─── GIVEN RECORDS ───

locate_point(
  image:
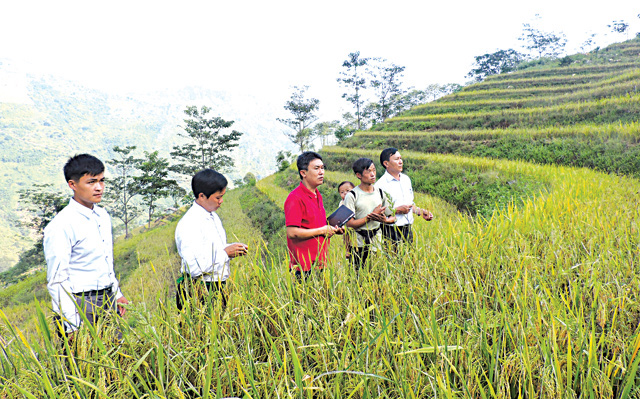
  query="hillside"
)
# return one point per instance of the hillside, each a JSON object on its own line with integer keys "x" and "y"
{"x": 44, "y": 120}
{"x": 523, "y": 286}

───

TASK BRIEF: Would it be possible to give the material above again exactly, with the pictures left out?

OUTPUT OF THE TASK:
locate_point(
  image:
  query="hillside"
)
# return one point per instance of the hillside, each a JSON object on its own line with integer keys "x" and "y"
{"x": 44, "y": 120}
{"x": 523, "y": 286}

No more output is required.